Excerpted text:
Count of n digit numbers whose sum of digits equals to given sum

3.5

Given two integers ‘n’ and ‘sum’, find count of all n digit numbers with sum of digits as ‘sum’. Leading 0’s are not counted as digits.
1 <= n <= 100 and 1 <= sum <= 500

Example:

Input:  n = 2, sum = 2
Output: 2
Explanation: Numbers are 11 and 20

Input:  n = 2, sum = 5
Output: 5
Explanation: Numbers are 14, 23, 32, 41 and 50

Input:  n = 3, sum = 6
Output: 21

The idea is simple, we subtract all values from 0 to 9 from given sum and recur for sum minus that digit. Below is recursive formula.

    countRec(n, sum) = ∑countRec(n-1, sum-x)
                            where 0 =< x <= 9 and
                                 sum-x >= 0

    One important observation is, leading 0's must be
    handled explicitly as they are not counted as digits.

Provided information:

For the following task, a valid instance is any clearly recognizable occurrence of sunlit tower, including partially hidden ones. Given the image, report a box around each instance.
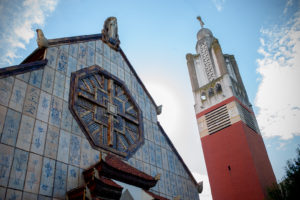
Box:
[186,17,276,200]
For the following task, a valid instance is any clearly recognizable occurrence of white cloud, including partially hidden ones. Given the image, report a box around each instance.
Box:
[212,0,225,11]
[193,172,212,200]
[255,8,300,140]
[0,0,58,65]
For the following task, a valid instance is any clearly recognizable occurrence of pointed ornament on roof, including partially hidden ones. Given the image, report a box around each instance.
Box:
[197,16,204,28]
[102,17,120,50]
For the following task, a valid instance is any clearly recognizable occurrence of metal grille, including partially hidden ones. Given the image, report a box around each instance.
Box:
[205,105,231,134]
[238,104,258,133]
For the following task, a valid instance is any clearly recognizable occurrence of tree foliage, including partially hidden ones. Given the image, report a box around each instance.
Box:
[268,145,300,200]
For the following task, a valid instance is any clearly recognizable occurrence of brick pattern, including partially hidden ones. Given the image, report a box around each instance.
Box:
[0,40,199,199]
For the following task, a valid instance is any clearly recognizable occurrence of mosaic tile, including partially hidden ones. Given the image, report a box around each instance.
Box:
[69,134,81,167]
[22,192,37,200]
[44,125,59,159]
[67,56,77,77]
[161,148,169,170]
[42,66,55,94]
[155,145,162,168]
[23,85,40,117]
[0,187,6,200]
[46,47,58,68]
[95,53,103,67]
[29,70,44,88]
[57,129,70,163]
[0,77,14,106]
[69,44,78,58]
[72,117,82,136]
[64,77,70,101]
[0,105,7,138]
[31,120,47,155]
[53,162,68,198]
[36,91,51,122]
[103,43,110,60]
[1,109,21,146]
[16,72,30,83]
[67,165,80,191]
[59,44,69,54]
[86,45,95,66]
[61,101,72,132]
[49,96,62,127]
[39,157,55,196]
[24,153,42,194]
[78,43,87,64]
[16,115,34,151]
[53,72,66,99]
[5,189,22,200]
[80,139,92,169]
[0,144,14,186]
[8,149,28,190]
[56,50,68,74]
[9,79,27,112]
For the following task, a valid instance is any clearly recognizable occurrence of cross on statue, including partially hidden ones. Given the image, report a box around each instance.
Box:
[197,16,204,28]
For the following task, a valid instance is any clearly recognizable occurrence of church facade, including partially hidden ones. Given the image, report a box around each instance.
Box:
[186,17,276,200]
[0,17,201,200]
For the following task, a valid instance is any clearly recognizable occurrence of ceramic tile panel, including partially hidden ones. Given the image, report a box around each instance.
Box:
[42,66,55,94]
[64,77,70,101]
[86,46,95,66]
[49,96,63,127]
[29,69,44,88]
[67,56,77,77]
[0,144,14,186]
[36,91,51,122]
[78,43,87,64]
[24,153,43,194]
[53,162,68,198]
[31,120,47,155]
[69,44,78,58]
[8,149,28,190]
[67,165,81,191]
[61,101,72,132]
[0,105,7,138]
[0,77,14,106]
[69,134,81,167]
[46,47,58,69]
[56,49,68,74]
[23,85,40,117]
[16,72,30,83]
[53,71,66,99]
[16,115,35,151]
[1,109,21,146]
[5,189,22,200]
[44,125,59,159]
[9,79,27,112]
[57,129,70,163]
[22,192,37,200]
[39,157,55,196]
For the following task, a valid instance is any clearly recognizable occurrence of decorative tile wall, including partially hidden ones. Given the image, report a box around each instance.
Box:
[0,40,199,200]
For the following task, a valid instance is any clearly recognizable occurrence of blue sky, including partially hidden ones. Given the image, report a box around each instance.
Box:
[0,0,300,199]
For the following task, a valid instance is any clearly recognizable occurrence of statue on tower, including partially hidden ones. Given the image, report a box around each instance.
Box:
[102,17,120,49]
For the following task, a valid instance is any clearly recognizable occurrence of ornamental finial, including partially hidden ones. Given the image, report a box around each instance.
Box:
[197,16,204,28]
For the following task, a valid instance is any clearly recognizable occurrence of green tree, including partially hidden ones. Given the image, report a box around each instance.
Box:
[268,145,300,200]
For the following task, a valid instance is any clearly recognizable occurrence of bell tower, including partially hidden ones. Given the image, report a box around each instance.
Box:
[186,17,276,200]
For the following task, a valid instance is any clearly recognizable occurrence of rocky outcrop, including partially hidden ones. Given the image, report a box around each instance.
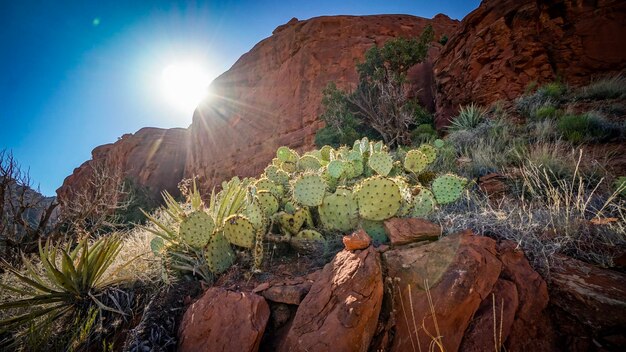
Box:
[178,288,270,352]
[278,247,383,352]
[434,0,626,127]
[57,127,189,203]
[186,15,458,192]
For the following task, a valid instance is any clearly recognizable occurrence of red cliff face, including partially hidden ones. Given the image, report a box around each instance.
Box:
[435,0,626,127]
[57,127,188,202]
[186,15,458,192]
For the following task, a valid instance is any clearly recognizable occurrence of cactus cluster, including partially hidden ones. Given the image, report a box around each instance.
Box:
[145,138,467,274]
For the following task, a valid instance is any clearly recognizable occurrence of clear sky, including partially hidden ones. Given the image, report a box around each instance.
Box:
[0,0,479,195]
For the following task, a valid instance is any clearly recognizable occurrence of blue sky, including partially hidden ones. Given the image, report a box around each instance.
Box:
[0,0,479,195]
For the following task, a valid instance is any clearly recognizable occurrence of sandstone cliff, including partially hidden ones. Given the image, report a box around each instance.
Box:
[435,0,626,127]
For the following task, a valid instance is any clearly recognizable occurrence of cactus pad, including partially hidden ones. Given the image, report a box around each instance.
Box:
[411,188,437,218]
[274,209,306,235]
[327,160,345,178]
[256,191,278,217]
[223,214,255,248]
[404,149,429,174]
[432,174,467,204]
[254,177,284,198]
[291,174,326,207]
[295,230,324,241]
[276,146,299,164]
[280,161,296,174]
[318,188,359,232]
[417,144,437,164]
[368,151,393,176]
[204,232,235,274]
[355,177,402,220]
[178,210,215,248]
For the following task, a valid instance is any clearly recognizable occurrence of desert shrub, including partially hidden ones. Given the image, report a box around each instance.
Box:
[411,124,438,145]
[577,75,626,100]
[531,105,560,120]
[0,235,132,350]
[318,26,433,146]
[526,119,558,143]
[557,112,622,143]
[515,82,568,118]
[448,103,487,131]
[430,157,626,278]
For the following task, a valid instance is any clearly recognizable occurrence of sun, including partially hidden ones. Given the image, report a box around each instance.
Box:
[161,62,211,112]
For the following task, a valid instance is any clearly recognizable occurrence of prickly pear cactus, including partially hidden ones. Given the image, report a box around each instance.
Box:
[411,188,437,218]
[274,209,306,235]
[368,151,393,176]
[276,146,299,164]
[178,210,215,248]
[254,177,284,198]
[417,144,437,164]
[404,149,429,174]
[204,232,235,274]
[256,191,279,217]
[223,214,255,248]
[432,174,467,204]
[291,173,326,207]
[355,176,402,220]
[294,230,324,241]
[327,160,345,178]
[317,188,359,232]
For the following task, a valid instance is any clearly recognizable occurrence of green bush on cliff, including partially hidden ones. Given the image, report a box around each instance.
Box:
[316,26,433,147]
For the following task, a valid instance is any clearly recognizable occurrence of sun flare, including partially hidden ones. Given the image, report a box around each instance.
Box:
[161,63,211,111]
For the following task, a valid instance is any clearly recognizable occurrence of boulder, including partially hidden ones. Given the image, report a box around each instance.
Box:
[434,0,626,128]
[385,218,441,246]
[278,247,383,352]
[342,229,372,251]
[383,232,502,351]
[178,287,270,352]
[550,255,626,344]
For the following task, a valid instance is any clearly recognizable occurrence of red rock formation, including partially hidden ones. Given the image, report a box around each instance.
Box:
[434,0,626,127]
[278,247,383,352]
[186,15,458,192]
[57,127,188,202]
[178,288,270,352]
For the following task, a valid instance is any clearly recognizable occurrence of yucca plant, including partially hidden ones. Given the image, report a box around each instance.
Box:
[448,103,486,131]
[0,235,124,348]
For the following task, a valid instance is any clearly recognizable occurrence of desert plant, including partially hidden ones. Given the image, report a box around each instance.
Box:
[318,26,433,146]
[557,112,622,143]
[577,74,626,100]
[0,235,125,345]
[146,138,467,281]
[448,103,487,131]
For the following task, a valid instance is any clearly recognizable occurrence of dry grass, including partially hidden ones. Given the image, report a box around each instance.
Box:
[431,151,626,277]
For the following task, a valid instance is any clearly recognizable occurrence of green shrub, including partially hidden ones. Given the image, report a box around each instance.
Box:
[0,235,125,344]
[532,105,560,120]
[448,103,487,131]
[557,112,621,143]
[577,75,626,100]
[411,124,438,144]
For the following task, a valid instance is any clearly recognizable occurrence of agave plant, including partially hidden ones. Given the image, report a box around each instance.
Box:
[0,235,124,337]
[448,103,486,131]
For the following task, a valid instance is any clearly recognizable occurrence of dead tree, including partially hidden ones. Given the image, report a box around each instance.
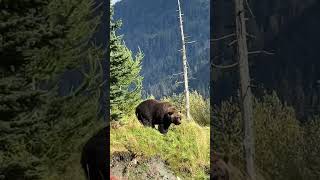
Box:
[234,0,256,180]
[178,0,190,119]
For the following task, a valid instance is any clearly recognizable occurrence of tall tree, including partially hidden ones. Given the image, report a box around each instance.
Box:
[178,0,190,119]
[0,0,103,179]
[110,10,143,120]
[234,0,256,180]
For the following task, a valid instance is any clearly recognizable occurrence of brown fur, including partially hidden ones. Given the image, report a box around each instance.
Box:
[136,99,181,134]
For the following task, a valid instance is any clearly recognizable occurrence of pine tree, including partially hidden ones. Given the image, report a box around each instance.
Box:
[110,8,143,120]
[0,0,103,179]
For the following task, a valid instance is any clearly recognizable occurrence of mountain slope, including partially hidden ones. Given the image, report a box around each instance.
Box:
[115,0,210,97]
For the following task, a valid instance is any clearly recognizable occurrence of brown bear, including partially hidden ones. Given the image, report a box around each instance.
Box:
[136,99,181,134]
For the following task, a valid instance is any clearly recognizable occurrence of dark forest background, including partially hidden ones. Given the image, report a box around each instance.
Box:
[212,0,320,120]
[114,0,210,98]
[115,0,320,119]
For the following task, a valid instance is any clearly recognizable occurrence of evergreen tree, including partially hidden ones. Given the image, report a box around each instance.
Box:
[110,8,143,120]
[0,0,103,179]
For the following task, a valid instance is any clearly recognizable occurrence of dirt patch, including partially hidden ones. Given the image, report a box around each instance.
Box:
[110,152,180,180]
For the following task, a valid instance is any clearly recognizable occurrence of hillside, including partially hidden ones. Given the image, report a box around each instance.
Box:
[114,0,210,98]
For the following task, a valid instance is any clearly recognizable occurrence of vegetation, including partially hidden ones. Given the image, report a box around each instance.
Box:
[0,0,103,179]
[110,8,143,120]
[110,93,210,179]
[213,93,320,180]
[115,0,210,99]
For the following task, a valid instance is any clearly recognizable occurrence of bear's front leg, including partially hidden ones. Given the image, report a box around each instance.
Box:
[158,124,169,134]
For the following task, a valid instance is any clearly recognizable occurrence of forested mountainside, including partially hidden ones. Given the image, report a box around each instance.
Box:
[114,0,210,98]
[211,0,320,119]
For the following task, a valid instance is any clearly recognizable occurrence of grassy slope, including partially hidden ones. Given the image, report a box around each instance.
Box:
[110,114,210,179]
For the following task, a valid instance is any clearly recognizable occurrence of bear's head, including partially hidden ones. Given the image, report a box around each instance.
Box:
[167,107,181,125]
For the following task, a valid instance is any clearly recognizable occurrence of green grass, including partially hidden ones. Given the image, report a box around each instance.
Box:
[110,116,210,179]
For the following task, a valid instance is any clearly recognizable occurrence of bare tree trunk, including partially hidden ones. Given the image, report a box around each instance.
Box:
[178,0,190,119]
[234,0,256,180]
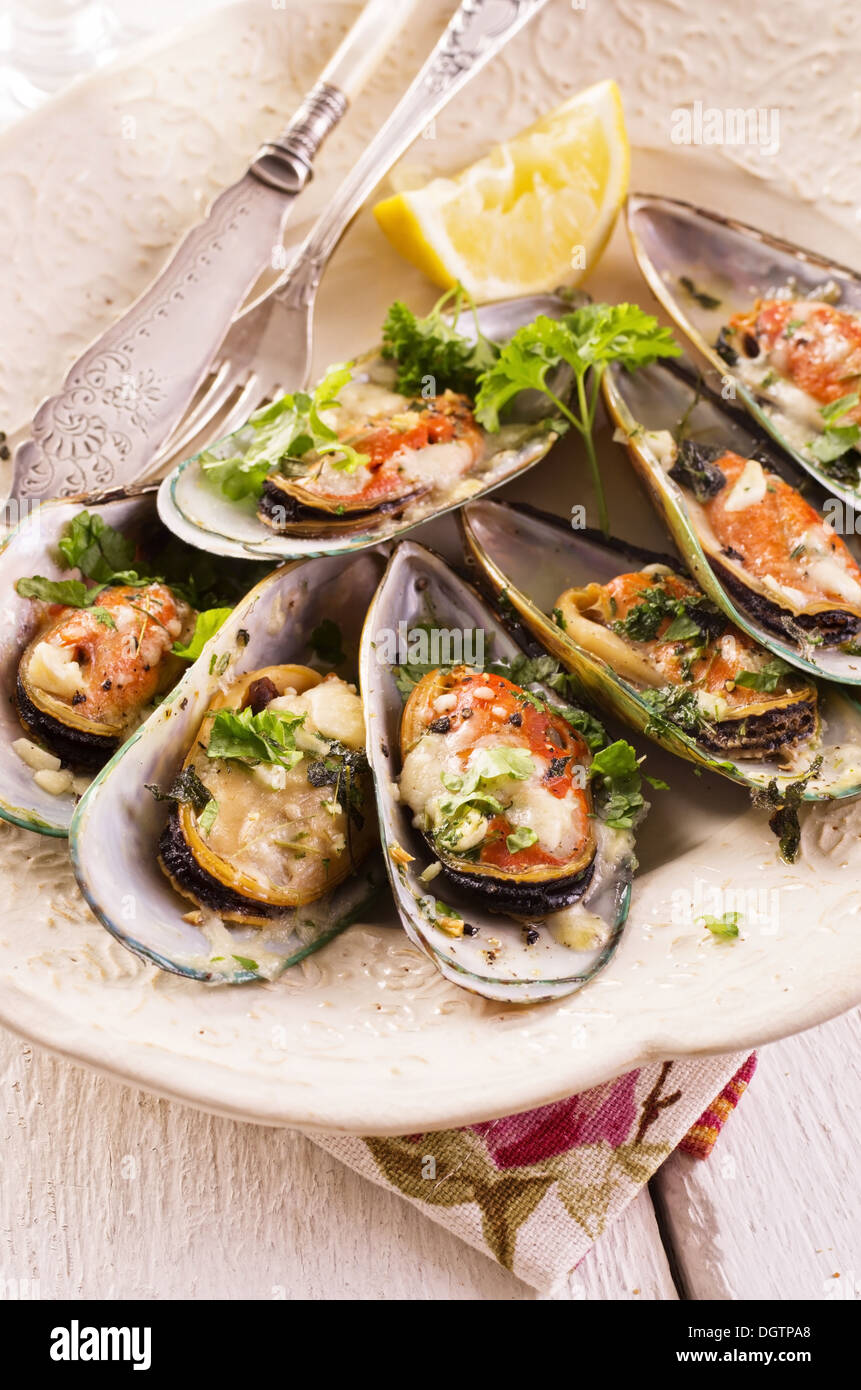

Stated exercise 1: Does the page on counting n-digit numbers by digit sum agree with each statement: (a) leading zeros count as digits, (b) for n = 2 and sum = 5 the output is 5, (c) in the recursive formula, x ranges from 0 to 9? Answer yes or no for each, and quote the deciding words of the page.
Stated exercise 2: What output does the page on counting n-digit numbers by digit sum give for n = 3 and sum = 6?
Stated exercise 3: Finish out the next part of the page on counting n-digit numbers by digit sum, continuing from where it stops.

Final answer 1:
(a) No: "Leading 0’s are not counted as digits."
(b) Yes: "Output: 5"
(c) Yes: "where 0 =< x <= 9"

Final answer 2: 21

Final answer 3:
    So our final count can be written as below.
    finalCount(n, sum) = ∑countRec(n-1, sum-x)
                           where 1 =< x <= 9 and
                                 sum-x >= 0

Below is a simple recursive solution based on above recursive formula.

C++

// A recursive program to count numbers with sum
// of digits as given 'sum'
#include<bits/stdc++.h>
using namespace std;

// Recursive function to count 'n' digit numbers
// with sum of digits as 'sum'. This function
// considers leading 0's also as digits, that is
// why not directly called
unsigned long long int countRec(int n, int sum)
{
    // Base case
    if (n == 0)
       return sum == 0;

    // Initialize answer
    unsigned long long int ans = 0;

    // Traverse through every digit and count
    // numbers beginning with it using recursion
    for (int i=0; i<=9; i++)
       if (sum-i >= 0)
          ans += countRec(n-1, sum-i);

    return ans;
}

// This is mainly a wrapper over countRec. It
// explicitly handles leading digit and calls
// countRec() for remaining digits.
unsigned long long int finalCount(int n, int sum)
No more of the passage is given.